Предложенный отрывок
========================================================================

Ни сладость розовых лучей,
Предтечи утреннего Феба,
Ни кроткий блеск лазури неба,
Ни запах, веющий с полей.
Ни быстрый лет коня ретива
По скату бархатных лугов,
И гончих лай, и звон рогов
Вокруг пустынного залива:
Ничто души не веселит,
Души, встревоженной мечтами,
И гордый ум не победит
Любви холодными словами.
Замечательно, что у Батюшкова есть прекрасная небольшая элегия, которая не что иное, как очень близкий и очень удачный перевод одной строфы из четвертой песни Байронова "Чайльда-Гарольда". Вот по возможности близкая передача в прозе этой строфы (CLXXVIII): "Есть удовольствие в непроходимых лесах, есть прелесть на пустынном берегу, есть общество вдали от докучных, в соседстве глубокого моря, и в ропоте волн его есть своя мелодия. Я тем не менее люблю человека, но я тем более люблю природу вследствие этих свиданий с нею, на которые я спешу, забывая все, чем бы я мог быть или чем был прежде, для того чтобы сливаться со вселенною и чувствовать то, что я никогда не буду в состоянии выразить, но о чем однакож не могу и молчать". – Вот перевод Батюшкова:
Есть наслаждение и в дикости лесов,
Есть радость на приморском бреге,
И есть гармония в сем говоре валов,
Дробящихся в пустынном беге.
Я ближнего люблю – но ты, природа-мать,
Для сердца ты всего дороже!
С тобой, владычица, привык я забывать
И то, чем был, как был моложе,
И то, чем ныне стал под холодом годов;
Тобою в чувствах оживаю:
Их выразить душа не знает стройных слов,
И как молчать об них, не знаю.
Козлов перевел и следующие пять строф и выдал это за собственное произведение: по крайней мере, в третьем издания его сочинений не означено, откуда взято первое стихотворение во второй части "К морю", посвященное Пушкину. К довершению всего, перевод так водян, что в нем нет никаких признаков Байрона. Сравните три последние стиха первого куплета с переводом Батюшкова:
Природу я душою обнимаю.
Она милей; постичь стремлюся я
Все то, чему нет слов, но что таить нельзя.
То ли это?..
Беспечный поэт-мечтатель, философ-эпикуреец, жрец любви, неги и наслаждения, Батюшков не только умел задумываться и грустить, но знал и диссонансы сомнения, и муки отчаяния. Не находя удовлетворения в наслаждениях жизни и нося в душе страшную пустоту, он восклицал в тоске своего разочарования:
. . . . . . . . . .

========================================================================

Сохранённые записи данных
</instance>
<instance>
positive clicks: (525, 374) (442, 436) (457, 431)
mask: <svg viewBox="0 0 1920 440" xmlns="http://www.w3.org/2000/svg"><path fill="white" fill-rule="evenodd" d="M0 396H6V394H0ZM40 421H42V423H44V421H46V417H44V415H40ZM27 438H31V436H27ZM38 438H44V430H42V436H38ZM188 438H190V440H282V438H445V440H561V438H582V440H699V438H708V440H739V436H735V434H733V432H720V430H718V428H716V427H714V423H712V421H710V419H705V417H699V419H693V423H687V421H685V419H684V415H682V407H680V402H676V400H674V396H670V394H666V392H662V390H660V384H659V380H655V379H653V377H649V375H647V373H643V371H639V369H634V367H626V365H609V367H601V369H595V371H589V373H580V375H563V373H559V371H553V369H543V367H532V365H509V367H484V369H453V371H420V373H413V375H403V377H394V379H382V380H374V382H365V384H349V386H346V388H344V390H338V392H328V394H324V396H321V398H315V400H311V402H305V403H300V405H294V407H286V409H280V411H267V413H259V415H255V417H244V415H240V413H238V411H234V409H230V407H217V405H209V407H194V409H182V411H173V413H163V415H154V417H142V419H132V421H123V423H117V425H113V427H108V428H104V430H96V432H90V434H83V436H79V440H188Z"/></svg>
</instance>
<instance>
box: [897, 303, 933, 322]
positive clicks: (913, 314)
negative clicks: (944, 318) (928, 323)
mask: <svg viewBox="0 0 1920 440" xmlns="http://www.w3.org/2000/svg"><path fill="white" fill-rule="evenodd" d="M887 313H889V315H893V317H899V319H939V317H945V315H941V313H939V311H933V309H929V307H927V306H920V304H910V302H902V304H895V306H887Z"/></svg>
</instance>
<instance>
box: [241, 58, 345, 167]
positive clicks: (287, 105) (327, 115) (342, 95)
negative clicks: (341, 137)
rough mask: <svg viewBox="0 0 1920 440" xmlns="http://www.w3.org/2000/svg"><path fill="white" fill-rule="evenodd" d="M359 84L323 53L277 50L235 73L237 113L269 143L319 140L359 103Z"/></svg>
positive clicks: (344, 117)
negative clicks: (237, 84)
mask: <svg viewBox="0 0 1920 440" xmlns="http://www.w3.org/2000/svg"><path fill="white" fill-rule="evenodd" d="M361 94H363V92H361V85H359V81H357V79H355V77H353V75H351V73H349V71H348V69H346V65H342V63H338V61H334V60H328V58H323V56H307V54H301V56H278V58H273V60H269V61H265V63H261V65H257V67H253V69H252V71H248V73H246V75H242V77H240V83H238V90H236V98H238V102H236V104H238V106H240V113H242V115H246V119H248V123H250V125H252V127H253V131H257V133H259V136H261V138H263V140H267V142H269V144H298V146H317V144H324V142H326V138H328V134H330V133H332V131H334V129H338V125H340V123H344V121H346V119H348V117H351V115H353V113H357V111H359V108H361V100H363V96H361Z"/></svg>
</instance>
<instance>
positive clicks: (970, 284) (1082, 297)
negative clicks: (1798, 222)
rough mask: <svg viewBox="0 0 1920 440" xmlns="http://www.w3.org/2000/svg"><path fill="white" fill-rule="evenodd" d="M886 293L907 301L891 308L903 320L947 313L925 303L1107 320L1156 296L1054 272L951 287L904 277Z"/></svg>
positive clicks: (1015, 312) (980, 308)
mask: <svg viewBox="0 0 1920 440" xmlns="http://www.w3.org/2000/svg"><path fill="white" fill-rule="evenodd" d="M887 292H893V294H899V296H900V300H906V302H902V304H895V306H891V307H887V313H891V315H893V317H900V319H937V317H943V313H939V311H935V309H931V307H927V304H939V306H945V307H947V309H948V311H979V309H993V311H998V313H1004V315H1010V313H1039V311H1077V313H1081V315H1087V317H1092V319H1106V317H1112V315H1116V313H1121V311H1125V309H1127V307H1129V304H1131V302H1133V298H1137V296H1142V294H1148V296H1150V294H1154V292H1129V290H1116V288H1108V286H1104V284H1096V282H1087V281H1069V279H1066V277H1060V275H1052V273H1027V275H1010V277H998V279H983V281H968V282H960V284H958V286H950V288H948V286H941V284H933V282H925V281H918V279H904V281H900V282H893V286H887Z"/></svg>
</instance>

========================================================================

Суть задания
Выпишите дословно из отрывка о Батюшкове фрагмент от слов «Козлов перевел и» до слов «что таить нельзя.». Список здесь никак не используется.

Письменный ответ
Козлов перевел и следующие пять строф и выдал это за собственное произведение: по крайней мере, в третьем издания его сочинений не означено, откуда взято первое стихотворение во второй части "К морю", посвященное Пушкину. К довершению всего, перевод так водян, что в нем нет никаких признаков Байрона. Сравните три последние стиха первого куплета с переводом Батюшкова:
Природу я душою обнимаю.
Она милей; постичь стремлюся я
Все то, чему нет слов, но что таить нельзя.